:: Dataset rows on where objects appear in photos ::
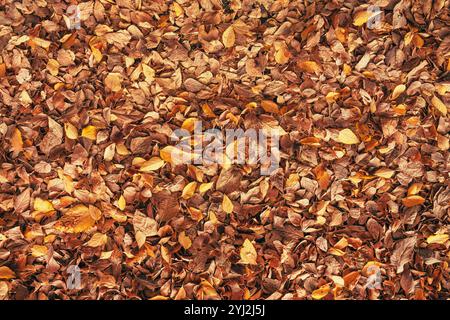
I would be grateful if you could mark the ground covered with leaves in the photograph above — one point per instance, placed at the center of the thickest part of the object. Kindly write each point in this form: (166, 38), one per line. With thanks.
(86, 179)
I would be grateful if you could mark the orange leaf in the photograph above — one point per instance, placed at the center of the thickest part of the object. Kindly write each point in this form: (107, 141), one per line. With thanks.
(321, 293)
(412, 201)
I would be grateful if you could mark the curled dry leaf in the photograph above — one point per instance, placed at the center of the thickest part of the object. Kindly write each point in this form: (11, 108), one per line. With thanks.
(227, 205)
(248, 253)
(347, 136)
(228, 37)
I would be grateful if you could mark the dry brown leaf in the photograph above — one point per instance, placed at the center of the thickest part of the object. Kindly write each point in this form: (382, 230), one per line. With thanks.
(248, 253)
(228, 37)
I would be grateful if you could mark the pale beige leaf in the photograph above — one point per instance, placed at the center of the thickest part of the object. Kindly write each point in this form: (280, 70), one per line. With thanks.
(347, 136)
(248, 253)
(228, 37)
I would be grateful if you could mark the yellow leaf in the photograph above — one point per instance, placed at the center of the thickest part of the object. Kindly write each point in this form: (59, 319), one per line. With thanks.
(438, 104)
(89, 132)
(140, 238)
(398, 91)
(38, 251)
(308, 66)
(6, 273)
(321, 293)
(205, 187)
(347, 136)
(159, 297)
(3, 290)
(189, 190)
(53, 67)
(336, 252)
(384, 173)
(177, 9)
(332, 96)
(370, 266)
(189, 124)
(438, 238)
(151, 165)
(2, 70)
(43, 206)
(77, 219)
(106, 255)
(269, 106)
(347, 69)
(412, 201)
(113, 82)
(227, 205)
(71, 131)
(228, 37)
(97, 240)
(121, 203)
(109, 153)
(415, 188)
(282, 53)
(361, 17)
(122, 150)
(16, 141)
(184, 240)
(248, 253)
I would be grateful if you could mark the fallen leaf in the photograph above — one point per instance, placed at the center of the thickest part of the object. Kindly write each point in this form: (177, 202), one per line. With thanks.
(347, 136)
(248, 253)
(227, 205)
(228, 37)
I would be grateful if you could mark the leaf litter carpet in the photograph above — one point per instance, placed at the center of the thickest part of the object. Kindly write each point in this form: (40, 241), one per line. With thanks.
(91, 92)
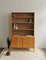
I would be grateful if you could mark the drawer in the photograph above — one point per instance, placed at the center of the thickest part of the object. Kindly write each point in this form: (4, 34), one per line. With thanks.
(16, 42)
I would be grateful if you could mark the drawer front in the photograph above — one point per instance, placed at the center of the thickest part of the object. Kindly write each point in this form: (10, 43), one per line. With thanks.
(16, 42)
(28, 42)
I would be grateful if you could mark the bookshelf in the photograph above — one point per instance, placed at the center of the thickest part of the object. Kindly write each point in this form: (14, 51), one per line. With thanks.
(22, 29)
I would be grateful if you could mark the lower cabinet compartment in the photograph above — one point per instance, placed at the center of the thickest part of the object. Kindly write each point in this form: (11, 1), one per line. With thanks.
(22, 42)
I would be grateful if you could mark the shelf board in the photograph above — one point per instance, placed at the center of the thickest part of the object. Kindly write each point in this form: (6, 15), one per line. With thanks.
(23, 22)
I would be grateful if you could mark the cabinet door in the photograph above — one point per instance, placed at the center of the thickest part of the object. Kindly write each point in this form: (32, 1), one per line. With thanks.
(16, 42)
(28, 42)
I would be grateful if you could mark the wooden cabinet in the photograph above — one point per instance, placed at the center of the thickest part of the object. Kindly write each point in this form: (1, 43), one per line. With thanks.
(22, 30)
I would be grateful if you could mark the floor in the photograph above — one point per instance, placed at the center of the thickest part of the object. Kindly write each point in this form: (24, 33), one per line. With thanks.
(23, 54)
(44, 50)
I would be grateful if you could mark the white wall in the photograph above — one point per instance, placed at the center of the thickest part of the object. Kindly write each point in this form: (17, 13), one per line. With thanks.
(37, 6)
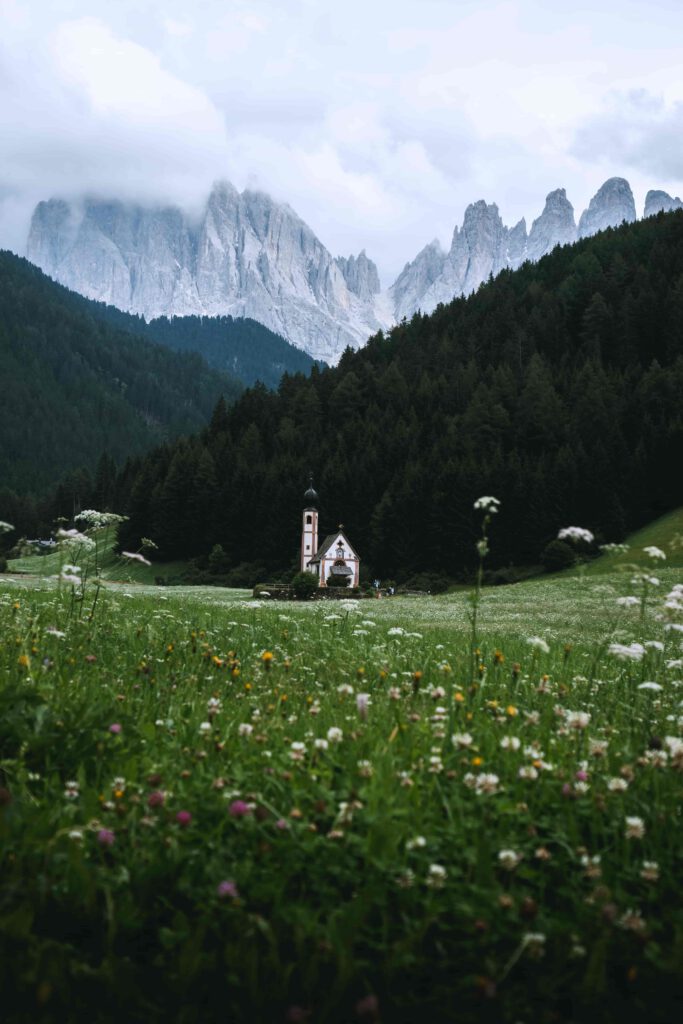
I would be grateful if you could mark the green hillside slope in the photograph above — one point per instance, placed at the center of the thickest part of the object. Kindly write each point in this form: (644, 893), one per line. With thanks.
(240, 346)
(74, 386)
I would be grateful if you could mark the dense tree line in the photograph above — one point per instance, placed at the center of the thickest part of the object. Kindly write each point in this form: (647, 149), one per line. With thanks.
(555, 387)
(240, 346)
(74, 386)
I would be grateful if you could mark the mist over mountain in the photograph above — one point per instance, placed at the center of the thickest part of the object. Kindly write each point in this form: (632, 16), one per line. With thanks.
(247, 255)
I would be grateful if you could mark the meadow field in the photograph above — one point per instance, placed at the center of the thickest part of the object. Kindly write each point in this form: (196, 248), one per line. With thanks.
(214, 808)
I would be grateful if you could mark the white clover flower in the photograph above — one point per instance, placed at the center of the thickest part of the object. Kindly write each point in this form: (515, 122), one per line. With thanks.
(487, 504)
(417, 843)
(578, 719)
(94, 518)
(650, 870)
(462, 739)
(509, 859)
(134, 556)
(635, 827)
(575, 534)
(538, 643)
(485, 782)
(630, 652)
(363, 701)
(70, 578)
(436, 876)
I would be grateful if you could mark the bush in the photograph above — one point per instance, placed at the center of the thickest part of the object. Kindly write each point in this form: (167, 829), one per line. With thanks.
(557, 555)
(304, 585)
(338, 581)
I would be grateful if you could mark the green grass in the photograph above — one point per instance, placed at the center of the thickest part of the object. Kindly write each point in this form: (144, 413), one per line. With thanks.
(666, 534)
(110, 898)
(110, 564)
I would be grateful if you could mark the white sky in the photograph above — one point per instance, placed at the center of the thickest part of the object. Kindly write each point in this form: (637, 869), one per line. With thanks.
(378, 121)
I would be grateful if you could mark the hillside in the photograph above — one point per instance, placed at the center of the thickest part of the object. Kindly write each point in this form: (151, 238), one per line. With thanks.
(239, 346)
(555, 387)
(74, 387)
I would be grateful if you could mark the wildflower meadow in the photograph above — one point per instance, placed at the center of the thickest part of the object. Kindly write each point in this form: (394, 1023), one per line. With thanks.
(455, 808)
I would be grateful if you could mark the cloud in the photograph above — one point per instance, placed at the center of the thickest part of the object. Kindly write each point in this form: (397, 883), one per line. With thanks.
(637, 130)
(377, 123)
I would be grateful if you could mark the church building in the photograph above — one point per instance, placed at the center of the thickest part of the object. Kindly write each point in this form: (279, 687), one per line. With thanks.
(334, 556)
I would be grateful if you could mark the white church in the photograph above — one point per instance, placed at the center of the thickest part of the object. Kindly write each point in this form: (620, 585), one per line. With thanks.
(334, 556)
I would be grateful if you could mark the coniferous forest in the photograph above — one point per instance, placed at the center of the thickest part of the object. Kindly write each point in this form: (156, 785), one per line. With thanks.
(556, 388)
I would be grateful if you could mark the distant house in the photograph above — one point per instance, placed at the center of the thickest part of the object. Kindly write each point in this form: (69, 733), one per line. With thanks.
(334, 556)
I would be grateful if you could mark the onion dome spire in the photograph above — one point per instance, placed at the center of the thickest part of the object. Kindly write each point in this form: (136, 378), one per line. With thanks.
(310, 497)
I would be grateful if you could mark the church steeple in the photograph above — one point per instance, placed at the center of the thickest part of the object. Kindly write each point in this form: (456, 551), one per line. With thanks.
(309, 527)
(310, 498)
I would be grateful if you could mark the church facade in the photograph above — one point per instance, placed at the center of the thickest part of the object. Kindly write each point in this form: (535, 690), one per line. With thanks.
(334, 556)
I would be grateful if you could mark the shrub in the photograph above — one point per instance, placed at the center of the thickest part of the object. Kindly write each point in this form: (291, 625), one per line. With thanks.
(304, 585)
(335, 581)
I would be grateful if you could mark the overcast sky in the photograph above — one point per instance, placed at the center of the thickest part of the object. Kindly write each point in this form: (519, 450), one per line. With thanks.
(377, 120)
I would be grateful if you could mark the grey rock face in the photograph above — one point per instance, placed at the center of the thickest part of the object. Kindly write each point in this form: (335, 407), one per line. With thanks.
(660, 202)
(517, 245)
(416, 279)
(611, 205)
(246, 256)
(555, 226)
(484, 246)
(360, 275)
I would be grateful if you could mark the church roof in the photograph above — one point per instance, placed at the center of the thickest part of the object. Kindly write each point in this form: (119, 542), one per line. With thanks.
(325, 546)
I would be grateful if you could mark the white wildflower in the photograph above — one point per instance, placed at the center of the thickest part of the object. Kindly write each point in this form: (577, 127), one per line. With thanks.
(635, 827)
(487, 504)
(578, 719)
(509, 859)
(134, 556)
(436, 876)
(575, 534)
(630, 652)
(462, 739)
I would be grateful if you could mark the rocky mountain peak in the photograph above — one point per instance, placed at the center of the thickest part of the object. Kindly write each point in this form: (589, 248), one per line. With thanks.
(611, 205)
(555, 226)
(360, 274)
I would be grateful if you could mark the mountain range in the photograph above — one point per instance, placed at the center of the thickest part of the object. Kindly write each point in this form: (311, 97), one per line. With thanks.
(247, 255)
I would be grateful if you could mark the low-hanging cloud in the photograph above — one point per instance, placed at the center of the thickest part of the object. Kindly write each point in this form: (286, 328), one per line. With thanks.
(377, 123)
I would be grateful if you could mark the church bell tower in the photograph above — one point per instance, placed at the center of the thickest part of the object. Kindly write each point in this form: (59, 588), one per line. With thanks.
(309, 527)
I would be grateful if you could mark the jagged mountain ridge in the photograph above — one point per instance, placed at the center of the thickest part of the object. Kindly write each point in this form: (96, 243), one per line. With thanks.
(248, 255)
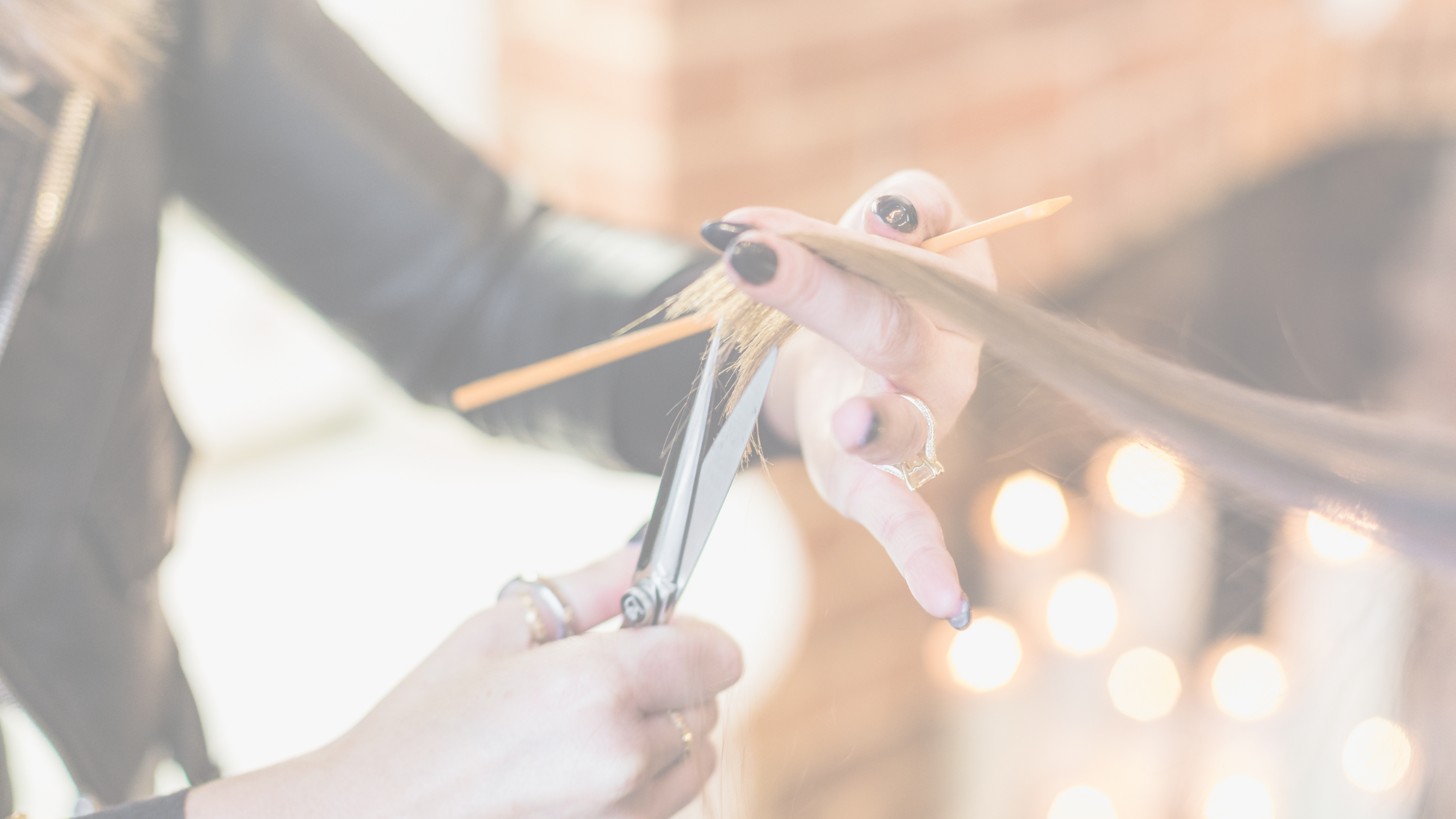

:: Exercise details ::
Rescale everything from the line containing "I would be grateful if you could mark the church bell" down to the end of the material: repeat those lines with the requests unchanged, but multiply each point coordinate in the answers by 0.55 and round to whole numbers, halves up. Leave the pictures out of your answer.

:: Task solution ::
I would be grateful if you could mark the church bell tower in the photograph above — one point per instance, placed at the center of the thickest part of the object. Kindly write each point in this form: (59, 588), one per line. With thanks.
(170, 290)
I would be grateful if you could mark the jagged mountain ridge in the photograph above — one point per instance, placed at the center of the thickest part of the object. Kindly write each point in this form: (96, 243), one per line. With thanks.
(136, 140)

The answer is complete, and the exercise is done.